### Job
Can you rewrite all the lines of the entries below as a JSON list of strings, one string per line, with blank lines left out?

-- start Data records --

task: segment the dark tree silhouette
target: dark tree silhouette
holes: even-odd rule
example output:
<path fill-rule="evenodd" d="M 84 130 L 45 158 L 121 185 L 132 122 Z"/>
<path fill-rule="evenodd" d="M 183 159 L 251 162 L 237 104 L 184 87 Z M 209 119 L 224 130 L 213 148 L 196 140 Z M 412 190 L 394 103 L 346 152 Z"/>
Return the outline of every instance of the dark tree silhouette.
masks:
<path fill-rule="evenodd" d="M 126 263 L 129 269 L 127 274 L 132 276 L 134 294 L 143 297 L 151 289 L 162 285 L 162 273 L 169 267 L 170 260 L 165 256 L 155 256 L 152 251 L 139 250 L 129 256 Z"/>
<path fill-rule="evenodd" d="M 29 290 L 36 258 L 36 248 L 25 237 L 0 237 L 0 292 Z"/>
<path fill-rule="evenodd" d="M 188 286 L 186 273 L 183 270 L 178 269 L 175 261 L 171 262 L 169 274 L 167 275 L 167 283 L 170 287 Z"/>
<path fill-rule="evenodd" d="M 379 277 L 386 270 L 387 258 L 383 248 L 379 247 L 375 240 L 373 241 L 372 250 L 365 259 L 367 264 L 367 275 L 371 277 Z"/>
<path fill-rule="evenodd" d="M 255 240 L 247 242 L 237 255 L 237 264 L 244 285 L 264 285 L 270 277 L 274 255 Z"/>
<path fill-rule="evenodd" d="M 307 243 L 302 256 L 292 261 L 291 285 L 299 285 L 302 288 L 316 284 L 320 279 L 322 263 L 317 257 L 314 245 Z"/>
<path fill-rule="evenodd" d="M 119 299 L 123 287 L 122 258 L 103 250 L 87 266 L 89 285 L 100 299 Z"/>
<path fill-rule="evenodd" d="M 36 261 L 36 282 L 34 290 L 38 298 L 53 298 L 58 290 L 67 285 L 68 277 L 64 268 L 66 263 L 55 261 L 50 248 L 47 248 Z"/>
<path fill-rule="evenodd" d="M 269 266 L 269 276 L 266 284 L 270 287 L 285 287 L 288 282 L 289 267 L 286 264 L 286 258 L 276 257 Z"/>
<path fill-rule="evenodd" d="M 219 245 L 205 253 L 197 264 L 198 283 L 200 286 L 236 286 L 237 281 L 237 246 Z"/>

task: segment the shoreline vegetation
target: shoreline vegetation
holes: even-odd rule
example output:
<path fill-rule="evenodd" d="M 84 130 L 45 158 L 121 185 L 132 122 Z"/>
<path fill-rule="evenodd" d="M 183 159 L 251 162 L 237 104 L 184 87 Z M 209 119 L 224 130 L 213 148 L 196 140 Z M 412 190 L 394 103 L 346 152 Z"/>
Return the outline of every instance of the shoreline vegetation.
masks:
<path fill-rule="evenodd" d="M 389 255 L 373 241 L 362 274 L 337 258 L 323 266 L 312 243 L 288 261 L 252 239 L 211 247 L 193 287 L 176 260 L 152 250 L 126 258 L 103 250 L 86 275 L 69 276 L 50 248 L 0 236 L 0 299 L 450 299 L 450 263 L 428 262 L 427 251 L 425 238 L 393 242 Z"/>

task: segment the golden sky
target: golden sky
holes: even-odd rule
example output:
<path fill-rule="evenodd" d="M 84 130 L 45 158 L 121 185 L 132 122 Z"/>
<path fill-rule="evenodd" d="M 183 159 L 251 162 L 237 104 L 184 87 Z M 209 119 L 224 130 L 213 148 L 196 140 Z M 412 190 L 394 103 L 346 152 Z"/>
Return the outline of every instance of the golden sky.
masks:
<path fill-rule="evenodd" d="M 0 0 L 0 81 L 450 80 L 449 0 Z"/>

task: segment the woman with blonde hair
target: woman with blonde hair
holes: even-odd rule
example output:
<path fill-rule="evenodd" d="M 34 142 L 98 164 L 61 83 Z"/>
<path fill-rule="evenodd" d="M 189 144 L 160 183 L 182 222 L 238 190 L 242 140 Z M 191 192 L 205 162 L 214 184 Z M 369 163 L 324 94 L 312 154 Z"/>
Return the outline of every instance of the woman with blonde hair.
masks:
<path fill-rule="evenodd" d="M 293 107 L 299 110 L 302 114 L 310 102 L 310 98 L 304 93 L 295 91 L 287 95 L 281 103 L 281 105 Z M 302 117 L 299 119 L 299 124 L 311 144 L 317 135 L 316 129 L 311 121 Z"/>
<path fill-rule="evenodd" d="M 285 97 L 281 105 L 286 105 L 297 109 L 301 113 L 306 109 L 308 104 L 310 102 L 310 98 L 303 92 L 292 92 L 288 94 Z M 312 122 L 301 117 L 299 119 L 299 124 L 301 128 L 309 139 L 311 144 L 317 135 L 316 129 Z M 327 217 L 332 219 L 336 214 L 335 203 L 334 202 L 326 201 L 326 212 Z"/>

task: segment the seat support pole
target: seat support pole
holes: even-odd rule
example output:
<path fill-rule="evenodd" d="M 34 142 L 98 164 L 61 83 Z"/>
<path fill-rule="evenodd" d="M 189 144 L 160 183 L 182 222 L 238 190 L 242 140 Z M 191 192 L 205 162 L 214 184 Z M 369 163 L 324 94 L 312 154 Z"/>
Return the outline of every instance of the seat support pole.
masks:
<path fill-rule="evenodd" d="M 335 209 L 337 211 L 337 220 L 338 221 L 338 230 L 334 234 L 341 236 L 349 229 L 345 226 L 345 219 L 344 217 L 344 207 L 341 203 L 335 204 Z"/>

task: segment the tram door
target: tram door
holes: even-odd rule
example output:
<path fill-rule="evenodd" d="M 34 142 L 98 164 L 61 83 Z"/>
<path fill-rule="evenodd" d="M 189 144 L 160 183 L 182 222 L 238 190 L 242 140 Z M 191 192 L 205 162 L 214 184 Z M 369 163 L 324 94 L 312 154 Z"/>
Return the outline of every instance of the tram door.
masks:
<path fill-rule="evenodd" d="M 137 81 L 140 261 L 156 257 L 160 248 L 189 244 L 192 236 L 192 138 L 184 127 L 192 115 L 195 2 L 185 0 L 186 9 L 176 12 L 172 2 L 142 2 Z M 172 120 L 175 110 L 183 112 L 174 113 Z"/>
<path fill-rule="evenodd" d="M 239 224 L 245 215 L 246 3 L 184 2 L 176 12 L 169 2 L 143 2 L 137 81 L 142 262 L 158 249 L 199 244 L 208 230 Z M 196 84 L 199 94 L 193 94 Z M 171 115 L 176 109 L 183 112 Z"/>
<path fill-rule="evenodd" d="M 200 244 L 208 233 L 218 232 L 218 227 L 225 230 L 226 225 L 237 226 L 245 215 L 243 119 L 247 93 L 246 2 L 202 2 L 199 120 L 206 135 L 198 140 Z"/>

-- end Data records --

### Written answer
[
  "task: segment the dark tree silhouette",
  "target: dark tree silhouette",
  "holes: even-odd rule",
  "example output:",
  "<path fill-rule=\"evenodd\" d=\"M 84 130 L 45 158 L 121 185 L 132 122 Z\"/>",
  "<path fill-rule=\"evenodd\" d=\"M 183 159 L 251 162 L 237 104 L 184 87 Z M 209 119 L 224 130 L 213 148 L 196 140 Z M 412 190 L 394 103 L 346 152 Z\"/>",
  "Return the outline of every instance of the dark tree silhouette.",
  "masks:",
  "<path fill-rule=\"evenodd\" d=\"M 126 263 L 129 269 L 127 274 L 132 276 L 134 294 L 143 297 L 151 289 L 162 285 L 162 273 L 169 267 L 170 260 L 165 256 L 155 256 L 152 251 L 139 250 L 129 256 Z\"/>",
  "<path fill-rule=\"evenodd\" d=\"M 29 290 L 36 258 L 36 248 L 25 237 L 0 237 L 0 292 Z\"/>",
  "<path fill-rule=\"evenodd\" d=\"M 188 286 L 186 273 L 183 270 L 178 269 L 175 261 L 171 262 L 169 274 L 167 275 L 167 283 L 170 287 Z\"/>",
  "<path fill-rule=\"evenodd\" d=\"M 379 277 L 386 270 L 387 258 L 383 248 L 379 247 L 375 240 L 373 241 L 372 250 L 365 259 L 367 264 L 367 275 L 371 277 Z\"/>",
  "<path fill-rule=\"evenodd\" d=\"M 255 240 L 247 242 L 237 255 L 237 264 L 244 285 L 264 285 L 270 277 L 274 255 Z\"/>",
  "<path fill-rule=\"evenodd\" d=\"M 307 243 L 302 256 L 292 261 L 291 285 L 299 285 L 302 288 L 316 284 L 320 279 L 322 263 L 317 257 L 314 245 Z\"/>",
  "<path fill-rule=\"evenodd\" d=\"M 119 299 L 123 287 L 122 258 L 103 250 L 87 266 L 89 285 L 100 299 Z\"/>",
  "<path fill-rule=\"evenodd\" d=\"M 36 261 L 36 282 L 34 290 L 38 298 L 53 298 L 58 290 L 67 285 L 68 277 L 64 268 L 66 263 L 55 261 L 50 248 L 47 248 Z\"/>",
  "<path fill-rule=\"evenodd\" d=\"M 269 266 L 269 276 L 266 284 L 270 287 L 285 287 L 288 282 L 289 267 L 286 264 L 286 258 L 276 257 Z\"/>",
  "<path fill-rule=\"evenodd\" d=\"M 219 245 L 205 253 L 197 264 L 198 283 L 200 286 L 236 286 L 237 281 L 237 246 Z\"/>",
  "task: segment the shoreline vegetation",
  "target: shoreline vegetation",
  "holes: even-odd rule",
  "example output:",
  "<path fill-rule=\"evenodd\" d=\"M 84 130 L 45 158 L 121 185 L 132 122 Z\"/>",
  "<path fill-rule=\"evenodd\" d=\"M 183 159 L 251 162 L 237 104 L 184 87 Z M 209 119 L 224 130 L 213 148 L 196 140 Z M 412 190 L 394 103 L 346 152 Z\"/>",
  "Return the outline of every instance of the shoreline vegetation.",
  "masks:",
  "<path fill-rule=\"evenodd\" d=\"M 389 255 L 373 241 L 362 274 L 337 258 L 323 266 L 312 243 L 288 261 L 252 239 L 211 247 L 193 287 L 176 260 L 152 250 L 126 258 L 103 250 L 86 275 L 69 276 L 50 248 L 0 236 L 0 299 L 450 299 L 450 263 L 428 262 L 427 251 L 425 238 L 393 242 Z\"/>",
  "task: segment the golden sky",
  "target: golden sky",
  "holes: even-odd rule",
  "example output:",
  "<path fill-rule=\"evenodd\" d=\"M 84 130 L 45 158 L 121 185 L 132 122 Z\"/>",
  "<path fill-rule=\"evenodd\" d=\"M 183 159 L 251 162 L 237 104 L 184 87 Z M 209 119 L 224 130 L 213 148 L 196 140 Z M 412 190 L 394 103 L 346 152 Z\"/>",
  "Return the outline of every instance of the golden sky.",
  "masks:",
  "<path fill-rule=\"evenodd\" d=\"M 0 0 L 0 81 L 450 80 L 449 0 Z\"/>",
  "task: segment the woman with blonde hair",
  "target: woman with blonde hair",
  "holes: even-odd rule",
  "example output:",
  "<path fill-rule=\"evenodd\" d=\"M 34 142 L 98 164 L 61 83 Z\"/>",
  "<path fill-rule=\"evenodd\" d=\"M 189 144 L 160 183 L 182 222 L 238 190 L 242 140 Z M 191 192 L 205 162 L 214 184 Z M 369 163 L 324 94 L 312 154 Z\"/>",
  "Return the outline of every instance of the woman with blonde hair.",
  "masks:",
  "<path fill-rule=\"evenodd\" d=\"M 293 107 L 299 110 L 302 114 L 310 102 L 310 98 L 304 93 L 295 91 L 287 95 L 281 103 L 281 105 Z M 302 117 L 299 119 L 299 124 L 311 144 L 317 135 L 316 129 L 311 121 Z\"/>",
  "<path fill-rule=\"evenodd\" d=\"M 285 97 L 281 105 L 286 105 L 297 109 L 301 113 L 306 109 L 308 104 L 310 102 L 310 98 L 303 92 L 292 92 L 288 94 Z M 312 122 L 301 117 L 299 119 L 299 124 L 301 128 L 309 139 L 311 144 L 317 135 L 316 129 Z M 327 217 L 332 219 L 336 214 L 335 203 L 334 202 L 326 201 L 326 212 Z\"/>",
  "task: segment the seat support pole",
  "target: seat support pole",
  "holes: even-odd rule",
  "example output:",
  "<path fill-rule=\"evenodd\" d=\"M 34 142 L 98 164 L 61 83 Z\"/>",
  "<path fill-rule=\"evenodd\" d=\"M 189 144 L 160 183 L 182 222 L 238 190 L 242 140 Z M 191 192 L 205 162 L 214 184 Z M 369 163 L 324 94 L 312 154 Z\"/>",
  "Return the outline of every instance of the seat support pole.",
  "masks:",
  "<path fill-rule=\"evenodd\" d=\"M 335 209 L 337 211 L 337 220 L 338 221 L 338 230 L 334 234 L 341 236 L 349 229 L 345 226 L 345 219 L 344 217 L 344 207 L 341 203 L 335 204 Z\"/>",
  "task: segment the tram door",
  "target: tram door",
  "holes: even-odd rule",
  "example output:",
  "<path fill-rule=\"evenodd\" d=\"M 34 142 L 98 164 L 61 83 Z\"/>",
  "<path fill-rule=\"evenodd\" d=\"M 189 144 L 160 183 L 182 222 L 238 190 L 242 140 Z M 191 192 L 205 162 L 214 184 Z M 369 163 L 324 94 L 312 154 Z\"/>",
  "Return the outline of every instance of the tram door.",
  "masks:",
  "<path fill-rule=\"evenodd\" d=\"M 137 81 L 140 261 L 156 257 L 160 248 L 189 244 L 192 236 L 192 138 L 184 127 L 192 115 L 195 2 L 185 0 L 186 9 L 176 12 L 172 2 L 142 2 Z M 172 120 L 175 110 L 183 112 L 174 113 Z\"/>",
  "<path fill-rule=\"evenodd\" d=\"M 239 224 L 245 215 L 246 3 L 184 2 L 176 12 L 169 2 L 143 2 L 137 81 L 142 262 L 158 249 L 199 244 L 208 230 Z M 196 84 L 199 94 L 193 94 Z M 171 115 L 176 109 L 183 112 Z\"/>",
  "<path fill-rule=\"evenodd\" d=\"M 200 244 L 208 233 L 218 232 L 218 227 L 225 230 L 226 225 L 237 226 L 245 215 L 243 119 L 247 93 L 246 2 L 202 2 L 199 120 L 206 135 L 198 140 Z\"/>"
]